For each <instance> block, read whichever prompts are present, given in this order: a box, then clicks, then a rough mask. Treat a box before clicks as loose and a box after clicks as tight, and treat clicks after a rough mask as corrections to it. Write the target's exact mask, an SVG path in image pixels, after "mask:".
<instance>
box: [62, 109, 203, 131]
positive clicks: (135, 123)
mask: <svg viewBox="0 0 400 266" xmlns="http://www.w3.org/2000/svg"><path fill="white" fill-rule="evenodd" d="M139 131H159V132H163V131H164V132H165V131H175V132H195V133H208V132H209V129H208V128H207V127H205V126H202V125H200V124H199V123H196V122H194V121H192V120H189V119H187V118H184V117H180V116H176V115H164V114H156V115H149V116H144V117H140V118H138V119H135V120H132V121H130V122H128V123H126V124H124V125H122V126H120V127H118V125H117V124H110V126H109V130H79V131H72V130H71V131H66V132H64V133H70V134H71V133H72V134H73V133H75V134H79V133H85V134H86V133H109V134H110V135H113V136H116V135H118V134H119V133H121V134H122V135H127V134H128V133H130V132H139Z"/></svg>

---*---

### Exercise instructions
Copy every line of the material above verbatim, with no changes to characters, spacing, or order.

### Exercise solution
For each <instance> block, read whichever prompts are present, given in this order: a box, then clicks, then a rough mask. Treat a box before clicks as loose and a box after clicks as tight, and treat clicks after a rough mask as corrections to it. Write the target's exact mask, an SVG path in image pixels, after "mask:".
<instance>
box: [62, 109, 203, 131]
positive clicks: (135, 123)
mask: <svg viewBox="0 0 400 266" xmlns="http://www.w3.org/2000/svg"><path fill="white" fill-rule="evenodd" d="M139 131H159V132H163V131H164V132H165V131H175V132H195V133H208V132H209V129H208V128H207V127H205V126H202V125H200V124H199V123H196V122H194V121H192V120H189V119H187V118H184V117H180V116H176V115H164V114H156V115H149V116H144V117H140V118H138V119H135V120H132V121H130V122H128V123H126V124H124V125H122V126H120V127H118V125H117V124H110V126H109V130H79V131H72V130H71V131H66V132H64V133H70V134H71V133H72V134H73V133H75V134H79V133H85V134H86V133H109V134H110V135H113V136H116V135H118V134H119V133H121V134H122V135H127V134H128V133H130V132H139Z"/></svg>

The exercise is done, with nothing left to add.